Task goal: All lines in the data below carrying the string "grain" are to be located and copied.
━━━━━ Given entries
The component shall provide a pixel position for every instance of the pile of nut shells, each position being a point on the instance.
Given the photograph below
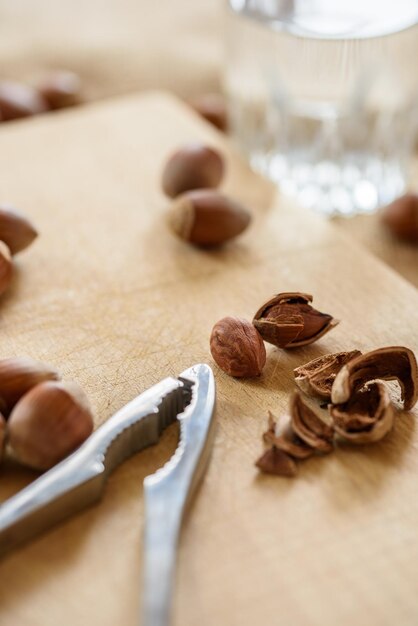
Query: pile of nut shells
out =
(360, 409)
(16, 234)
(42, 419)
(200, 214)
(288, 320)
(57, 90)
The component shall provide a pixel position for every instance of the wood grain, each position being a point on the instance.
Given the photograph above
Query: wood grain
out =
(112, 299)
━━━━━━━━━━
Output for this task:
The component shall provide a pixel position for every instance of the wood grain, each position being a point on the instance.
Query: wood grain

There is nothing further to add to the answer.